* WORK INSTRUCTIONS *
Would you tally how many lines in the records include the word "shirt"? Reply with the number only.

* MATERIAL PROVIDED *
+ + +
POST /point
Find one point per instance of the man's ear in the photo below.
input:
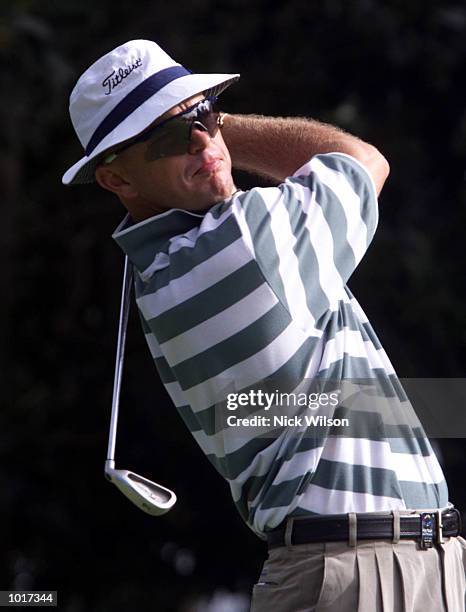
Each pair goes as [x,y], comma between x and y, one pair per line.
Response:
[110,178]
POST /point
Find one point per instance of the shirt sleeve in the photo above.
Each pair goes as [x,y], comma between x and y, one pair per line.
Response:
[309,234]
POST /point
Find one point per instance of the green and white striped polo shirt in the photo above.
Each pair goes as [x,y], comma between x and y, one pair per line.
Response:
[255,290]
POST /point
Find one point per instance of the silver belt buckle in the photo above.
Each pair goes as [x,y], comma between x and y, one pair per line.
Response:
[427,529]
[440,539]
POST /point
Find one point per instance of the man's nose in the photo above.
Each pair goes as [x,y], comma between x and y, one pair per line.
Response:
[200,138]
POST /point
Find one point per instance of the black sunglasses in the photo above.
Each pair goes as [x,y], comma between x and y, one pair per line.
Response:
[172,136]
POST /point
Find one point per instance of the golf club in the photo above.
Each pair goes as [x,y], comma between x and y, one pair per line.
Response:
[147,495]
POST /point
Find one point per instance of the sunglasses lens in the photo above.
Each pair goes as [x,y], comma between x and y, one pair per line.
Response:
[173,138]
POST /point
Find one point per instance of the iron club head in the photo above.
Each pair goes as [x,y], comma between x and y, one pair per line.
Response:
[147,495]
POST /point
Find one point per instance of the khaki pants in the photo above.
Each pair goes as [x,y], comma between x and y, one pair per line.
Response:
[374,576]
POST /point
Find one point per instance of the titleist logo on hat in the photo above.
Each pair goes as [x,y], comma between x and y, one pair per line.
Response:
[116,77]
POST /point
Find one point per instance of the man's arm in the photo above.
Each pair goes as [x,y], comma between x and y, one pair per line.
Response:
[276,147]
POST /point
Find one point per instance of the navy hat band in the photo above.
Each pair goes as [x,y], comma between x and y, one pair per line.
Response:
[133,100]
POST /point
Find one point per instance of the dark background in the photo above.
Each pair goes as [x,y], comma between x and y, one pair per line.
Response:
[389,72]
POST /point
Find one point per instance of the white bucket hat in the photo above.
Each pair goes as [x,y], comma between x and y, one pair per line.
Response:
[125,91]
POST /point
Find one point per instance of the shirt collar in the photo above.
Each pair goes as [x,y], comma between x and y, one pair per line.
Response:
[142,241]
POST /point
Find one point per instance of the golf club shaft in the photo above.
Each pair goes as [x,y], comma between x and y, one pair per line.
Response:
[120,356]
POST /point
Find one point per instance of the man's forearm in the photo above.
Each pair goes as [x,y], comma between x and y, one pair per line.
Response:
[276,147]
+ + +
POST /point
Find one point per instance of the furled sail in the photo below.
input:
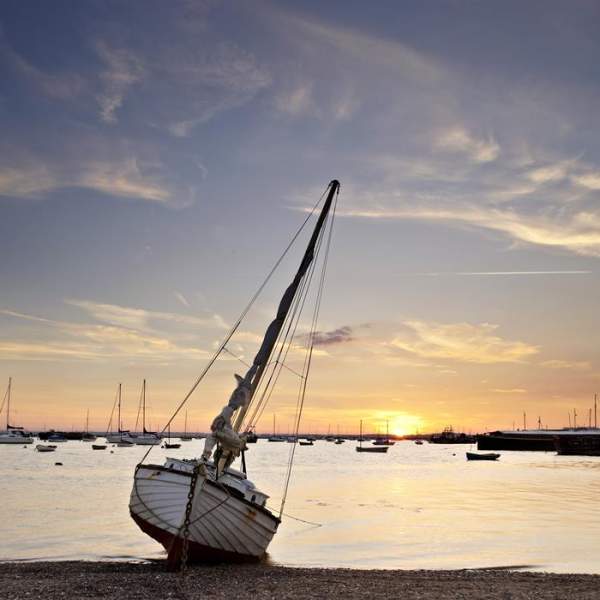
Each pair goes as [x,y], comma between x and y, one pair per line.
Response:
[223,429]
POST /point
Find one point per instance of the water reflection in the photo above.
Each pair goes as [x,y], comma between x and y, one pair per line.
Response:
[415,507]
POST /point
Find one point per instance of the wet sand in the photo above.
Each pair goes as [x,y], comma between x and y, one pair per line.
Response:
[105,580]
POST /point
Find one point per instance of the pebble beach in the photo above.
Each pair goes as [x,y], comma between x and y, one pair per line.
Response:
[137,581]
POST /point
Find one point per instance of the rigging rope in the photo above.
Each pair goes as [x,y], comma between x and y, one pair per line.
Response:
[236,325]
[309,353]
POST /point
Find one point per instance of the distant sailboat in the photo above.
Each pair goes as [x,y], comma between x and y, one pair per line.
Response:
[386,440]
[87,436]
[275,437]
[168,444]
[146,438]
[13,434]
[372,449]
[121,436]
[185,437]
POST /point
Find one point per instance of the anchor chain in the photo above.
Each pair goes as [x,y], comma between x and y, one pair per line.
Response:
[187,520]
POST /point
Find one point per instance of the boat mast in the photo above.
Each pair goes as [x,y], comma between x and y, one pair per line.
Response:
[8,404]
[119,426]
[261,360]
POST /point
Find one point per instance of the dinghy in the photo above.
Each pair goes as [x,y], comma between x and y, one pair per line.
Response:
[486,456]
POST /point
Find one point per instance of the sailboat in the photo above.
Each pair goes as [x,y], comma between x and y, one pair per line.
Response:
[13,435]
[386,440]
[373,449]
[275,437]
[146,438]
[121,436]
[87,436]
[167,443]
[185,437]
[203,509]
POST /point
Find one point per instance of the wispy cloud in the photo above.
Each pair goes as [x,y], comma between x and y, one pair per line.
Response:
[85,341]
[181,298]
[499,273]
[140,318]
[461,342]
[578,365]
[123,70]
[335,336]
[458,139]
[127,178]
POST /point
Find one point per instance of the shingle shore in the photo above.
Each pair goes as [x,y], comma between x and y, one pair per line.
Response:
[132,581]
+ + +
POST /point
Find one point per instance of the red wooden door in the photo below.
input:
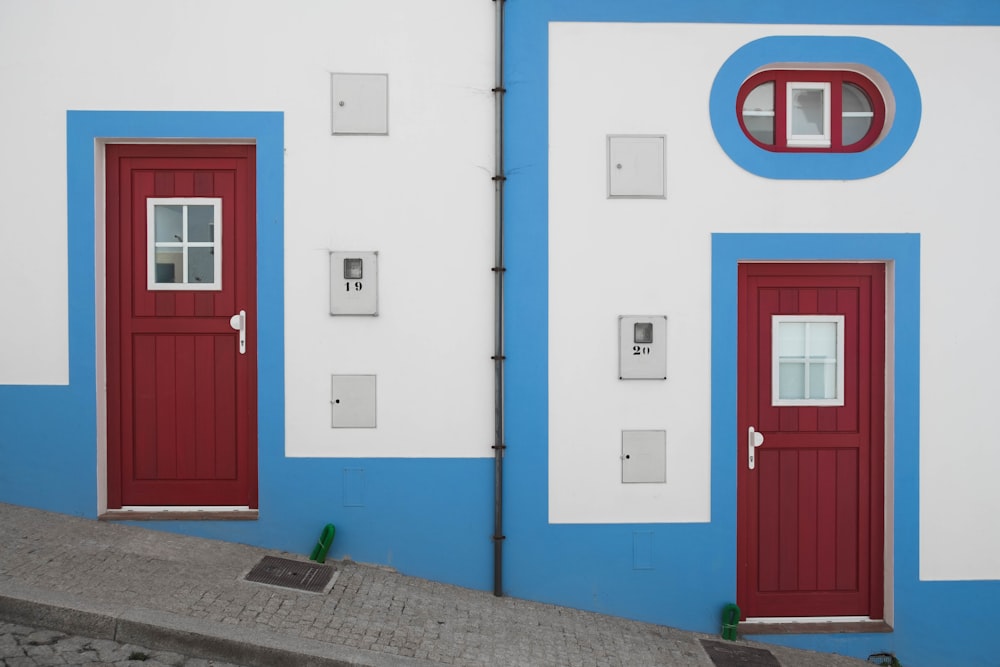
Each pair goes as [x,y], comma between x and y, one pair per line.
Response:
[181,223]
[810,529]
+ + +
* YOUR RESPONSE *
3